* **Work task**
Your reply should be a single number, the count of lines in the records that contain "gable".

* **Data records**

========================================

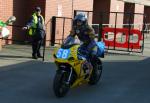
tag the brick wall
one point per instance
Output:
(23, 10)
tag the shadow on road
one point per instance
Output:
(121, 82)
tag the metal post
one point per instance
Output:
(144, 22)
(44, 46)
(53, 30)
(75, 13)
(63, 29)
(116, 14)
(100, 26)
(129, 30)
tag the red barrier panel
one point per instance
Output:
(127, 43)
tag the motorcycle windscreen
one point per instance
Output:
(101, 49)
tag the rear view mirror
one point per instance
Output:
(11, 20)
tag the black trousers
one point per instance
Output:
(36, 45)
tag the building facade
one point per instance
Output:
(23, 9)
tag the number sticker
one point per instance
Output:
(63, 53)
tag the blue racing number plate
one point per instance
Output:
(63, 53)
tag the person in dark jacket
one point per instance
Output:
(37, 31)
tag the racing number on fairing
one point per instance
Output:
(63, 53)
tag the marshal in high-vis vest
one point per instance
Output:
(36, 30)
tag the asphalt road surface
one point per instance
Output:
(31, 82)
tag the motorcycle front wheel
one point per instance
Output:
(60, 86)
(96, 73)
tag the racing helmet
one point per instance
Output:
(80, 18)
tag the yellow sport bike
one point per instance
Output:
(73, 68)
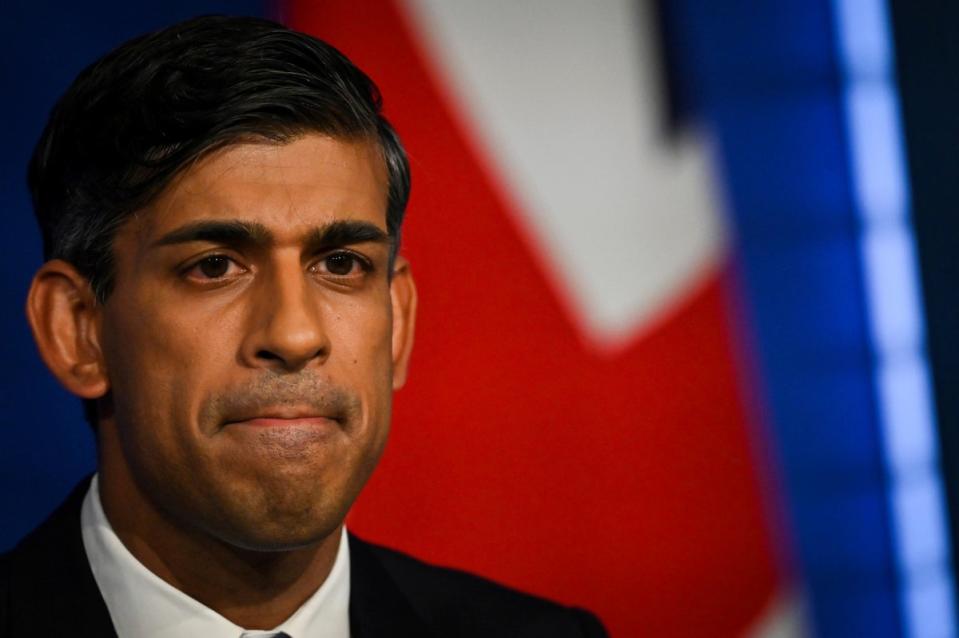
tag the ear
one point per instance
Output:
(64, 318)
(403, 297)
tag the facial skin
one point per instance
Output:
(245, 363)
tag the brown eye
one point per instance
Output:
(214, 266)
(340, 263)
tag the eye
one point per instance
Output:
(343, 264)
(213, 267)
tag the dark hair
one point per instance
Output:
(134, 119)
(137, 117)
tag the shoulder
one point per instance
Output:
(454, 602)
(46, 583)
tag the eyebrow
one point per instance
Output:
(237, 232)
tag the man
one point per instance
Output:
(221, 204)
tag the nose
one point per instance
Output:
(288, 330)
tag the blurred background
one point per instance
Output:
(687, 339)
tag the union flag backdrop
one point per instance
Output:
(670, 362)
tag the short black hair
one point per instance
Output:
(135, 118)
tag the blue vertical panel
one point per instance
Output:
(765, 78)
(43, 45)
(903, 387)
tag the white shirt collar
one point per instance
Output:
(142, 605)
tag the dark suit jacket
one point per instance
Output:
(47, 589)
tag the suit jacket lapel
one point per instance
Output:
(377, 606)
(56, 593)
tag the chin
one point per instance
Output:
(281, 532)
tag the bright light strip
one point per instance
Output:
(906, 411)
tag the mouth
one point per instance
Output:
(285, 418)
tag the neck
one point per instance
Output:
(251, 588)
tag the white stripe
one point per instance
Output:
(906, 411)
(564, 97)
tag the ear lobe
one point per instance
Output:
(64, 318)
(403, 298)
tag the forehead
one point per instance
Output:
(290, 187)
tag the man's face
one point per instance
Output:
(249, 341)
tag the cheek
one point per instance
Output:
(159, 361)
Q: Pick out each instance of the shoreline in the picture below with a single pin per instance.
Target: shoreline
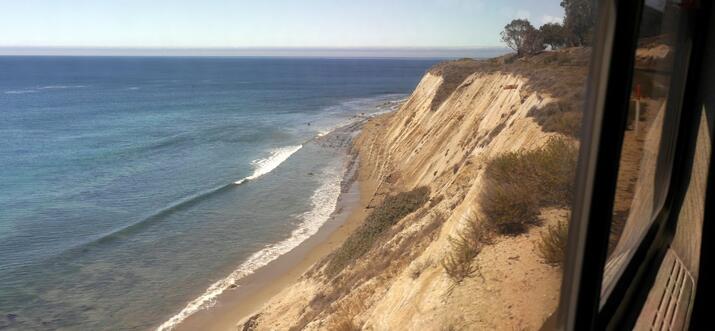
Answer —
(255, 290)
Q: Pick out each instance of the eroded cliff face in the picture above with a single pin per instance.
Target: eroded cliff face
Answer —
(462, 114)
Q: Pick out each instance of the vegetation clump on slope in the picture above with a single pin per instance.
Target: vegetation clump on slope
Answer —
(519, 184)
(552, 246)
(392, 209)
(465, 246)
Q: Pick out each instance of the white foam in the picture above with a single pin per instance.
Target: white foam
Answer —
(266, 165)
(323, 202)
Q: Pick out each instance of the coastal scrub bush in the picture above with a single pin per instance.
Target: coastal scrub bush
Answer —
(519, 183)
(560, 117)
(464, 247)
(389, 212)
(552, 245)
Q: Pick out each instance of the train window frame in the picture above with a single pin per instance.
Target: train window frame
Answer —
(611, 74)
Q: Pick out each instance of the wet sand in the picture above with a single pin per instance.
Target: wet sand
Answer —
(255, 290)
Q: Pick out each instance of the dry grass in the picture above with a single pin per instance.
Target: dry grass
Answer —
(552, 245)
(389, 212)
(519, 184)
(562, 117)
(418, 267)
(465, 246)
(569, 65)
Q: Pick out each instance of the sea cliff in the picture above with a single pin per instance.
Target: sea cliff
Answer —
(461, 115)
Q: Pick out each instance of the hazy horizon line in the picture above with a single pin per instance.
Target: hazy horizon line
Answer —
(277, 51)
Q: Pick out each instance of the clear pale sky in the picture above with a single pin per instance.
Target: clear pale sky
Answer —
(264, 23)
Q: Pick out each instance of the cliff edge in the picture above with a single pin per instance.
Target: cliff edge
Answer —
(439, 146)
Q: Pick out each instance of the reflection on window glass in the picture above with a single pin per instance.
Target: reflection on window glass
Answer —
(646, 156)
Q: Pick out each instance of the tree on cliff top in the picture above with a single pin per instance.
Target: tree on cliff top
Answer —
(554, 35)
(579, 20)
(522, 37)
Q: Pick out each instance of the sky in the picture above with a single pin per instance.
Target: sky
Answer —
(210, 24)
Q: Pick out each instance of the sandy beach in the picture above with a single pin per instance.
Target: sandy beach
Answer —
(254, 291)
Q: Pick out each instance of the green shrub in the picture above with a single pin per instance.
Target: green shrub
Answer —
(510, 207)
(552, 245)
(560, 117)
(389, 212)
(519, 184)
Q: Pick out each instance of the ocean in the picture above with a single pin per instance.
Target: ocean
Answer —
(133, 190)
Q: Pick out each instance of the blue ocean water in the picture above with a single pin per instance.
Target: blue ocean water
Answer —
(118, 195)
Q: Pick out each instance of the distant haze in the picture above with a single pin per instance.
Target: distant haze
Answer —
(475, 52)
(395, 28)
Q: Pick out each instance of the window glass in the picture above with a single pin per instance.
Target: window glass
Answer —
(647, 150)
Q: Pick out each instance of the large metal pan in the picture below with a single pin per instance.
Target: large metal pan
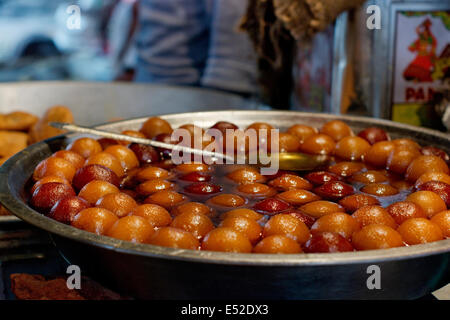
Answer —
(149, 272)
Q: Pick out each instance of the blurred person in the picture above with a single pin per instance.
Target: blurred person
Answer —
(197, 43)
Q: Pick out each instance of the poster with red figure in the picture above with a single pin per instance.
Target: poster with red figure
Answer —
(421, 61)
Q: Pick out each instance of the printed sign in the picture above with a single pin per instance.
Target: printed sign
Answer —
(422, 58)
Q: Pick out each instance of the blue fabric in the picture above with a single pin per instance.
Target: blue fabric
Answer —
(195, 42)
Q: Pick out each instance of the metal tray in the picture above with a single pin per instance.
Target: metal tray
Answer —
(153, 272)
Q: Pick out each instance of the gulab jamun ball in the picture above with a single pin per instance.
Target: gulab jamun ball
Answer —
(375, 193)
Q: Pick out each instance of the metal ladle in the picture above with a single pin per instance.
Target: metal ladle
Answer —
(293, 161)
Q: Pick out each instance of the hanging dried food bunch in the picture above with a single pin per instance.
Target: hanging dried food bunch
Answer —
(274, 26)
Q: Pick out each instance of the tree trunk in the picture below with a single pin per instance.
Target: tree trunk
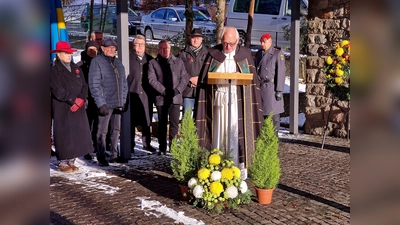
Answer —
(249, 24)
(220, 18)
(189, 20)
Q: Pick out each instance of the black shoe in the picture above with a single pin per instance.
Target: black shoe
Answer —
(150, 148)
(122, 160)
(88, 156)
(103, 162)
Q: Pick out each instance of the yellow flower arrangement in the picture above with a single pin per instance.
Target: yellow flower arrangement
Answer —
(227, 173)
(337, 70)
(203, 173)
(214, 159)
(218, 184)
(216, 187)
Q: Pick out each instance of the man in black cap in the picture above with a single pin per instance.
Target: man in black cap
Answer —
(271, 69)
(193, 57)
(109, 88)
(91, 50)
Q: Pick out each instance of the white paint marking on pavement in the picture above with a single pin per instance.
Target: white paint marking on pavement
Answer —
(179, 217)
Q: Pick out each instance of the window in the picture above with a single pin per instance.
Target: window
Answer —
(270, 7)
(171, 14)
(288, 7)
(159, 14)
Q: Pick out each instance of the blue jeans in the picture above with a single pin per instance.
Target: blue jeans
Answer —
(188, 103)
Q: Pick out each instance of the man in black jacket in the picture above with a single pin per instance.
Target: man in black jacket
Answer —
(168, 76)
(91, 49)
(141, 93)
(270, 64)
(193, 57)
(109, 88)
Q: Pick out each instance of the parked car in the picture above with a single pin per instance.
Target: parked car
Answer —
(200, 8)
(169, 21)
(110, 25)
(269, 16)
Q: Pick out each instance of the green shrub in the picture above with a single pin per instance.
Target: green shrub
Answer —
(185, 151)
(265, 167)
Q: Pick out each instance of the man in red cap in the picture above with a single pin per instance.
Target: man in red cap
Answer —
(68, 94)
(270, 65)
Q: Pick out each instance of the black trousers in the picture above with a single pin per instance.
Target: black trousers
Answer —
(173, 111)
(113, 119)
(93, 119)
(138, 118)
(276, 119)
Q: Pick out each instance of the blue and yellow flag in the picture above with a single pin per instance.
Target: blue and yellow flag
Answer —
(58, 30)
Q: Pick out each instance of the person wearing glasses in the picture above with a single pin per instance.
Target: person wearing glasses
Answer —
(109, 88)
(168, 77)
(211, 109)
(193, 56)
(141, 98)
(270, 63)
(68, 94)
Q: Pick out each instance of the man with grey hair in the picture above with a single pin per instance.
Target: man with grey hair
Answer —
(211, 109)
(141, 97)
(168, 76)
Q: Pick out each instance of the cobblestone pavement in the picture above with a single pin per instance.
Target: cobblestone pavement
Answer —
(314, 189)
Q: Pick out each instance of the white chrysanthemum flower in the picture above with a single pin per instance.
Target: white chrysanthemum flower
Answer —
(243, 187)
(192, 182)
(198, 191)
(216, 175)
(231, 192)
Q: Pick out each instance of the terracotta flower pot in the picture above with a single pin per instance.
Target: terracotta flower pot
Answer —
(264, 196)
(185, 192)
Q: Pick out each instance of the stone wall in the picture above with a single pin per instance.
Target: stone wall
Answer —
(329, 23)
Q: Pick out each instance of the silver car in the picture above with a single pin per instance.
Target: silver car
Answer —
(168, 21)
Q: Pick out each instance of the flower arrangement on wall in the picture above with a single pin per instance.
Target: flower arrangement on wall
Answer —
(218, 183)
(337, 70)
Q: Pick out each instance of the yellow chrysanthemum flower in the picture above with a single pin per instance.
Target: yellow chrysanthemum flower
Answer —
(227, 173)
(344, 42)
(236, 171)
(338, 80)
(329, 60)
(214, 159)
(339, 72)
(203, 173)
(216, 187)
(339, 51)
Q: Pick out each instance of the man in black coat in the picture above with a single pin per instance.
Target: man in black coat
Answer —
(109, 88)
(91, 49)
(141, 93)
(270, 64)
(168, 76)
(193, 56)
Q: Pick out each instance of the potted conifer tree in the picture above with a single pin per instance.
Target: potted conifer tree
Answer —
(185, 153)
(264, 169)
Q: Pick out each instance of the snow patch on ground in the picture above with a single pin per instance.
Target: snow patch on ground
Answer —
(161, 209)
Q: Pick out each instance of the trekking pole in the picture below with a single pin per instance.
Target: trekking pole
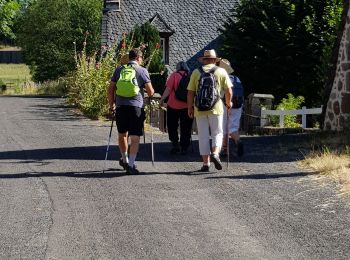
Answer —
(150, 123)
(109, 141)
(228, 138)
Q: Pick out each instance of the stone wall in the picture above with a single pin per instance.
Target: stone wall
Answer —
(337, 115)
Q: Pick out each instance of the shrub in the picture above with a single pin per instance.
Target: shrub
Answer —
(289, 103)
(89, 83)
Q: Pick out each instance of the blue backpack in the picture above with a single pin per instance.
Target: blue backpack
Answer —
(238, 92)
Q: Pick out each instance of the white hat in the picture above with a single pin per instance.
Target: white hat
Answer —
(209, 54)
(225, 64)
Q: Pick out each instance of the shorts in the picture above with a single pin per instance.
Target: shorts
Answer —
(130, 119)
(234, 120)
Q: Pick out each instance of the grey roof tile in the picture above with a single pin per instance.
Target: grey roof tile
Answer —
(194, 24)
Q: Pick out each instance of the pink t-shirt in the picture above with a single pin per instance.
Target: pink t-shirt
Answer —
(172, 83)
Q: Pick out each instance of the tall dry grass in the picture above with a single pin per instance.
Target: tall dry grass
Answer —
(332, 163)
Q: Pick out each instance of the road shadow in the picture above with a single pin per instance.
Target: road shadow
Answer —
(106, 174)
(266, 149)
(264, 176)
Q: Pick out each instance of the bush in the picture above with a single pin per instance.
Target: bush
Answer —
(2, 86)
(89, 83)
(289, 103)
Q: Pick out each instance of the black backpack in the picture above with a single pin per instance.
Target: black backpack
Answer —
(207, 94)
(181, 91)
(238, 92)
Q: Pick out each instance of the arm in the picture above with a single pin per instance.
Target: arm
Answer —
(111, 95)
(190, 98)
(149, 89)
(166, 94)
(228, 97)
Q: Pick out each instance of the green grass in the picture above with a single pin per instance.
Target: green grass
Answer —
(14, 73)
(14, 76)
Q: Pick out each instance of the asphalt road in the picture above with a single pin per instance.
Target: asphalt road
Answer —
(57, 204)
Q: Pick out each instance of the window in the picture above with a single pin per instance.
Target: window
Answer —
(112, 4)
(164, 45)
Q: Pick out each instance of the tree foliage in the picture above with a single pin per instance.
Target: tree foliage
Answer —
(282, 46)
(8, 11)
(147, 36)
(48, 30)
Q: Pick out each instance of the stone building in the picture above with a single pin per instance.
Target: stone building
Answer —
(186, 27)
(337, 112)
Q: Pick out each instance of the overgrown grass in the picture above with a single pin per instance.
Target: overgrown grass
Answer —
(14, 75)
(15, 79)
(330, 157)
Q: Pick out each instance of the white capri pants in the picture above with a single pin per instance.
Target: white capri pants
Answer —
(214, 122)
(234, 120)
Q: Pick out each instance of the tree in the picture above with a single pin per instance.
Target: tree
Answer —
(281, 46)
(8, 12)
(148, 36)
(48, 30)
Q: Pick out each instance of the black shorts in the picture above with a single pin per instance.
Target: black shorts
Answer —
(130, 119)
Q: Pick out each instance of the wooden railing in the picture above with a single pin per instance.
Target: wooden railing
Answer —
(281, 113)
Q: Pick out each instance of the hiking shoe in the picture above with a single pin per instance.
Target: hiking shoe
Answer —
(223, 153)
(216, 160)
(122, 163)
(240, 149)
(183, 151)
(205, 168)
(132, 169)
(175, 149)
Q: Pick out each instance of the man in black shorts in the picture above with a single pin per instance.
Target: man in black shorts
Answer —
(129, 111)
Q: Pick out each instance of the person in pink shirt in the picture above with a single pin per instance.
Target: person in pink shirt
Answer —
(177, 111)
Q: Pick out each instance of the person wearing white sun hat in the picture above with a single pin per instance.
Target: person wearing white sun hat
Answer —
(211, 117)
(235, 113)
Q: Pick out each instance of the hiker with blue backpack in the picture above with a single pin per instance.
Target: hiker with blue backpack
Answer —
(176, 92)
(204, 103)
(234, 114)
(125, 97)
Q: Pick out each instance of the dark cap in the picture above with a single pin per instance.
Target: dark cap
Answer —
(134, 53)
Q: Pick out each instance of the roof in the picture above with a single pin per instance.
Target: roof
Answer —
(193, 23)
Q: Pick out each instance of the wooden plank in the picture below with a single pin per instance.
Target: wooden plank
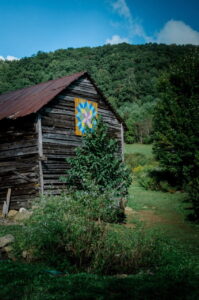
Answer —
(40, 149)
(6, 204)
(122, 141)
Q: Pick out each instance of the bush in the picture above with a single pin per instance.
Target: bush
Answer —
(99, 159)
(67, 232)
(176, 126)
(135, 159)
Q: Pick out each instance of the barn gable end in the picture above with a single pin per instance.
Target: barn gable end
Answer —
(38, 151)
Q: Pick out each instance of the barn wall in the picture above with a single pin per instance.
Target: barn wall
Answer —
(58, 130)
(19, 161)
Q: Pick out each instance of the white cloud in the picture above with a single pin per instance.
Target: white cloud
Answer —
(116, 39)
(9, 58)
(121, 8)
(177, 32)
(133, 26)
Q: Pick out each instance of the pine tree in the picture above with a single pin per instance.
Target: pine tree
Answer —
(98, 160)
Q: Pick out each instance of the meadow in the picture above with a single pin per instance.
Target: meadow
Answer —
(157, 213)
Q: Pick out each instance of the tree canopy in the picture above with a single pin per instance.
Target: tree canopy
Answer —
(127, 75)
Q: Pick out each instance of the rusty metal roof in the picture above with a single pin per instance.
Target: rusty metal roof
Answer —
(29, 100)
(26, 101)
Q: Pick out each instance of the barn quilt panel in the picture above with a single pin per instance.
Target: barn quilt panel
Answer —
(85, 115)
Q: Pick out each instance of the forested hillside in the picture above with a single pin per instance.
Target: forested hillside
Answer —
(127, 75)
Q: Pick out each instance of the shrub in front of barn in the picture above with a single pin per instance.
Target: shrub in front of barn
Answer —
(62, 234)
(98, 162)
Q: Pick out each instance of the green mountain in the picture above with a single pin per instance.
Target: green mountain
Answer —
(127, 75)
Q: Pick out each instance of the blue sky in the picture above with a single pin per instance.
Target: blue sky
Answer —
(27, 26)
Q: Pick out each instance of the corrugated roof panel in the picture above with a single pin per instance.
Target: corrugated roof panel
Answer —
(29, 100)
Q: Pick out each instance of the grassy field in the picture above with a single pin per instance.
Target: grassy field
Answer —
(139, 148)
(164, 213)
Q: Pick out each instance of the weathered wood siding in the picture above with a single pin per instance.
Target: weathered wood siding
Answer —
(58, 130)
(18, 161)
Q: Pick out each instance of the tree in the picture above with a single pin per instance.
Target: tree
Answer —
(99, 161)
(176, 126)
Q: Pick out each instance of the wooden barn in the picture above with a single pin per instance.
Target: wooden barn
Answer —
(40, 126)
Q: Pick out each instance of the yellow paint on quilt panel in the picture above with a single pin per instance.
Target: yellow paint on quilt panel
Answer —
(77, 102)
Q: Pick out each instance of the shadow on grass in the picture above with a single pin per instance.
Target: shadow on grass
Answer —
(25, 281)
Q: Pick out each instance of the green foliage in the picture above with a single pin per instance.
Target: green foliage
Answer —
(130, 85)
(176, 126)
(63, 233)
(100, 161)
(176, 278)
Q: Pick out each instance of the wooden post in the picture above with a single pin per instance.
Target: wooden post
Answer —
(6, 204)
(40, 149)
(122, 141)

========================================

* **Exercise response**
2